(Annotated photo localization data)
Start of Block

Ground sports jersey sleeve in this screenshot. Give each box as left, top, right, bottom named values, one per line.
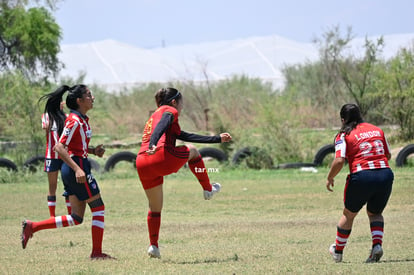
left=59, top=119, right=79, bottom=146
left=149, top=112, right=174, bottom=148
left=178, top=131, right=221, bottom=143
left=41, top=113, right=48, bottom=130
left=334, top=133, right=346, bottom=158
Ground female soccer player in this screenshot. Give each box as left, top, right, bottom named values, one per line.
left=326, top=103, right=394, bottom=263
left=136, top=87, right=232, bottom=258
left=21, top=85, right=114, bottom=260
left=39, top=98, right=71, bottom=217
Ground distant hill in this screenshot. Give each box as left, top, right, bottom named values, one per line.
left=58, top=33, right=414, bottom=92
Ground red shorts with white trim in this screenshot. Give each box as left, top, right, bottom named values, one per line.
left=136, top=146, right=189, bottom=190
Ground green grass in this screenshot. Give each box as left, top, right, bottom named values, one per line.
left=1, top=165, right=414, bottom=274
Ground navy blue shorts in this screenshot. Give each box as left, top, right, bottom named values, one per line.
left=44, top=158, right=63, bottom=172
left=61, top=156, right=100, bottom=201
left=344, top=168, right=394, bottom=213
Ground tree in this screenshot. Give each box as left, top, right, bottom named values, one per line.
left=0, top=72, right=47, bottom=156
left=313, top=25, right=385, bottom=121
left=0, top=2, right=62, bottom=81
left=380, top=47, right=414, bottom=140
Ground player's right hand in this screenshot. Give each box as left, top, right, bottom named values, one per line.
left=220, top=133, right=232, bottom=142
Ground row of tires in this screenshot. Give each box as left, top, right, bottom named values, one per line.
left=1, top=143, right=413, bottom=172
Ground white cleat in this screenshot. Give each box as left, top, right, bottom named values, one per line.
left=366, top=244, right=383, bottom=263
left=329, top=243, right=343, bottom=263
left=147, top=245, right=161, bottom=259
left=204, top=183, right=221, bottom=200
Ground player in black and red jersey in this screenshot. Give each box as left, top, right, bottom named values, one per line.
left=326, top=103, right=394, bottom=263
left=22, top=85, right=114, bottom=260
left=136, top=87, right=232, bottom=258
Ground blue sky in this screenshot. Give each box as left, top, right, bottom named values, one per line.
left=54, top=0, right=413, bottom=48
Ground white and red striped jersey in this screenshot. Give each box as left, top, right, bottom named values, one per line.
left=335, top=122, right=390, bottom=173
left=42, top=113, right=59, bottom=159
left=59, top=111, right=92, bottom=158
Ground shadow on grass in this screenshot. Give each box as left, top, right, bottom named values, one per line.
left=338, top=258, right=414, bottom=264
left=165, top=253, right=240, bottom=265
left=381, top=258, right=414, bottom=263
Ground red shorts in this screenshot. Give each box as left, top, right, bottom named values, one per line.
left=136, top=146, right=189, bottom=190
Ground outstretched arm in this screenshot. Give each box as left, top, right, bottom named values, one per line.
left=178, top=131, right=232, bottom=143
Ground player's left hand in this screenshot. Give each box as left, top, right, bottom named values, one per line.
left=94, top=144, right=105, bottom=158
left=220, top=133, right=232, bottom=142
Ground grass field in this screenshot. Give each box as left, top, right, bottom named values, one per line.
left=1, top=164, right=413, bottom=274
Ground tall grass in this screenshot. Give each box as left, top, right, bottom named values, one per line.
left=1, top=165, right=413, bottom=274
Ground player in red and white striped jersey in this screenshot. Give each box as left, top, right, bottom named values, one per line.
left=326, top=103, right=394, bottom=263
left=22, top=85, right=114, bottom=260
left=40, top=101, right=71, bottom=217
left=42, top=112, right=60, bottom=159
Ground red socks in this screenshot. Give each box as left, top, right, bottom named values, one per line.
left=47, top=195, right=72, bottom=216
left=188, top=155, right=212, bottom=191
left=91, top=205, right=105, bottom=255
left=65, top=196, right=72, bottom=215
left=30, top=204, right=105, bottom=256
left=335, top=227, right=351, bottom=253
left=32, top=215, right=80, bottom=233
left=370, top=221, right=384, bottom=247
left=147, top=211, right=161, bottom=247
left=47, top=196, right=56, bottom=217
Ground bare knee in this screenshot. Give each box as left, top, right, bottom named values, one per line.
left=187, top=144, right=199, bottom=160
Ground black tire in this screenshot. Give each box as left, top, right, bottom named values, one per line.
left=104, top=151, right=136, bottom=172
left=23, top=155, right=45, bottom=172
left=313, top=144, right=335, bottom=166
left=232, top=147, right=253, bottom=165
left=0, top=157, right=18, bottom=172
left=199, top=147, right=228, bottom=163
left=232, top=147, right=274, bottom=169
left=396, top=144, right=414, bottom=167
left=277, top=162, right=316, bottom=169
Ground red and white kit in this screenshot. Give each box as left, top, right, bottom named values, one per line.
left=42, top=113, right=60, bottom=159
left=59, top=111, right=92, bottom=158
left=335, top=122, right=391, bottom=173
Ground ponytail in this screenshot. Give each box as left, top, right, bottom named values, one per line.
left=39, top=85, right=70, bottom=136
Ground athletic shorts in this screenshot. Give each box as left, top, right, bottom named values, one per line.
left=44, top=158, right=63, bottom=172
left=136, top=146, right=189, bottom=190
left=344, top=168, right=394, bottom=213
left=61, top=156, right=100, bottom=201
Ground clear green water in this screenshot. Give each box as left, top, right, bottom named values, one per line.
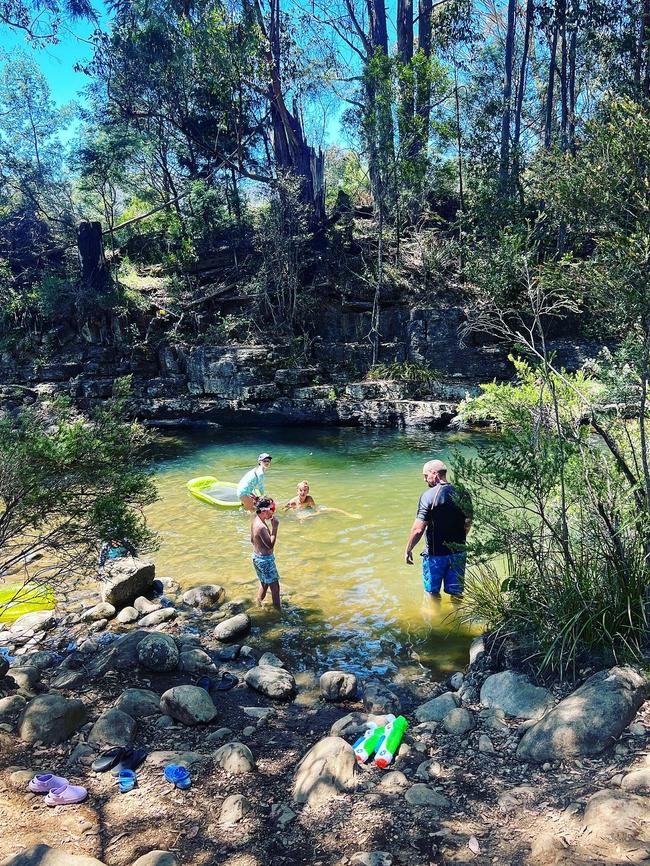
left=149, top=426, right=484, bottom=679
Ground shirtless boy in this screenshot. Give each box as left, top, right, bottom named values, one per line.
left=250, top=497, right=281, bottom=608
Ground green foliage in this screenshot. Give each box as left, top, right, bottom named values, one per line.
left=456, top=356, right=650, bottom=677
left=367, top=361, right=442, bottom=388
left=0, top=383, right=158, bottom=612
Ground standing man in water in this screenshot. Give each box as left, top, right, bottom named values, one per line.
left=404, top=459, right=472, bottom=601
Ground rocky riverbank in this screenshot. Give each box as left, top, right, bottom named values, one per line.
left=1, top=559, right=650, bottom=866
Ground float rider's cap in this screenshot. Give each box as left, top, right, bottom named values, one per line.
left=424, top=459, right=447, bottom=473
left=258, top=453, right=272, bottom=462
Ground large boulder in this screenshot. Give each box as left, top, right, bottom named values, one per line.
left=0, top=694, right=26, bottom=726
left=245, top=665, right=295, bottom=700
left=114, top=688, right=161, bottom=718
left=293, top=736, right=357, bottom=809
left=159, top=685, right=218, bottom=725
left=9, top=666, right=40, bottom=691
left=362, top=681, right=401, bottom=715
left=0, top=845, right=106, bottom=866
left=100, top=557, right=155, bottom=607
left=517, top=666, right=648, bottom=762
left=415, top=692, right=460, bottom=723
left=88, top=631, right=149, bottom=676
left=19, top=694, right=87, bottom=745
left=88, top=708, right=136, bottom=748
left=137, top=633, right=179, bottom=672
left=582, top=789, right=649, bottom=842
left=214, top=613, right=251, bottom=642
left=320, top=671, right=358, bottom=701
left=214, top=741, right=255, bottom=774
left=480, top=671, right=554, bottom=720
left=182, top=584, right=225, bottom=609
left=130, top=854, right=178, bottom=866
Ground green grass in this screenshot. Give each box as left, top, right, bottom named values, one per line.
left=0, top=583, right=54, bottom=623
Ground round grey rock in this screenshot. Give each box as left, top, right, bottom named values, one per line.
left=0, top=694, right=26, bottom=725
left=219, top=793, right=253, bottom=825
left=214, top=741, right=255, bottom=774
left=9, top=666, right=40, bottom=690
left=116, top=606, right=139, bottom=624
left=320, top=671, right=358, bottom=701
left=182, top=584, right=225, bottom=609
left=88, top=708, right=136, bottom=748
left=214, top=613, right=251, bottom=642
left=179, top=648, right=217, bottom=675
left=160, top=685, right=217, bottom=725
left=114, top=688, right=161, bottom=718
left=137, top=633, right=179, bottom=672
left=376, top=770, right=409, bottom=795
left=405, top=783, right=451, bottom=809
left=362, top=680, right=400, bottom=715
left=130, top=853, right=178, bottom=866
left=19, top=694, right=87, bottom=744
left=443, top=707, right=475, bottom=735
left=81, top=602, right=116, bottom=622
left=138, top=607, right=176, bottom=628
left=480, top=670, right=554, bottom=720
left=415, top=691, right=460, bottom=723
left=245, top=665, right=295, bottom=700
left=134, top=596, right=161, bottom=614
left=258, top=652, right=284, bottom=667
left=293, top=736, right=357, bottom=808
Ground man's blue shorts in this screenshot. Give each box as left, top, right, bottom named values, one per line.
left=252, top=553, right=280, bottom=586
left=422, top=553, right=466, bottom=596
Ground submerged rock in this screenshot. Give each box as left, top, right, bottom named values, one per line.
left=159, top=685, right=217, bottom=725
left=293, top=736, right=357, bottom=808
left=19, top=694, right=87, bottom=745
left=138, top=608, right=176, bottom=627
left=480, top=671, right=555, bottom=720
left=245, top=665, right=295, bottom=700
left=320, top=671, right=358, bottom=701
left=517, top=666, right=648, bottom=762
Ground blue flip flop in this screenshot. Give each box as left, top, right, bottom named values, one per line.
left=164, top=764, right=191, bottom=790
left=116, top=769, right=136, bottom=793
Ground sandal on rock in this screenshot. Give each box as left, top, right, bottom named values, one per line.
left=110, top=747, right=147, bottom=777
left=115, top=769, right=136, bottom=793
left=214, top=671, right=239, bottom=691
left=28, top=774, right=69, bottom=793
left=164, top=764, right=191, bottom=790
left=44, top=784, right=87, bottom=806
left=92, top=746, right=126, bottom=773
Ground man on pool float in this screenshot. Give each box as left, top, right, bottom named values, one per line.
left=237, top=452, right=272, bottom=511
left=404, top=459, right=472, bottom=601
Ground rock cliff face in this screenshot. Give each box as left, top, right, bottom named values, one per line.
left=0, top=305, right=599, bottom=428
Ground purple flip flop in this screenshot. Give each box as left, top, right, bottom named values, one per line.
left=28, top=774, right=69, bottom=793
left=44, top=783, right=87, bottom=806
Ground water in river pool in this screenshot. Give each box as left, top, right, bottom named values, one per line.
left=149, top=425, right=484, bottom=680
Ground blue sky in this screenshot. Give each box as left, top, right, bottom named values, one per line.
left=0, top=17, right=100, bottom=109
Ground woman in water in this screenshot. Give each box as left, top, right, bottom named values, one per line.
left=284, top=480, right=360, bottom=519
left=237, top=453, right=272, bottom=511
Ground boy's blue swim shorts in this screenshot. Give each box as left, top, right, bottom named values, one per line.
left=252, top=553, right=280, bottom=586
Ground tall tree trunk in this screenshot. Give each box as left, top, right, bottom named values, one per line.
left=544, top=4, right=560, bottom=149
left=559, top=0, right=568, bottom=150
left=513, top=0, right=534, bottom=189
left=397, top=0, right=414, bottom=153
left=454, top=64, right=465, bottom=270
left=364, top=0, right=396, bottom=215
left=413, top=0, right=432, bottom=157
left=568, top=19, right=576, bottom=152
left=499, top=0, right=517, bottom=194
left=250, top=0, right=325, bottom=222
left=644, top=0, right=650, bottom=99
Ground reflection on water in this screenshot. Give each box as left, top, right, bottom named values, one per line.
left=148, top=426, right=485, bottom=679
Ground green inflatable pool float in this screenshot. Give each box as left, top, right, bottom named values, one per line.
left=186, top=476, right=241, bottom=509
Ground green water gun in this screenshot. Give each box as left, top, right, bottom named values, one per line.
left=352, top=714, right=395, bottom=764
left=374, top=715, right=409, bottom=768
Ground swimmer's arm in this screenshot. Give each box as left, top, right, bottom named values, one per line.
left=405, top=518, right=426, bottom=565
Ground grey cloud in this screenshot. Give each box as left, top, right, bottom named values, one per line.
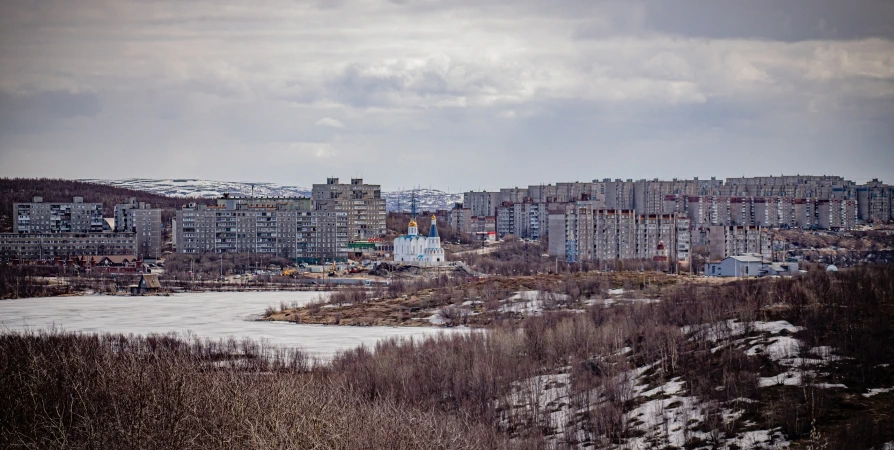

End of Block

Could you repeat exactly the lines from the one containing "Ground swimmer's arm" to the last line of the records, both included, and leave out every picture?

Ground swimmer's arm in this screenshot. Give each box as left, top, right, bottom named values, one per line.
left=405, top=518, right=426, bottom=565
Ground grey cloud in this screenshot. Give each box as left, top, right, bottom named values, one per line.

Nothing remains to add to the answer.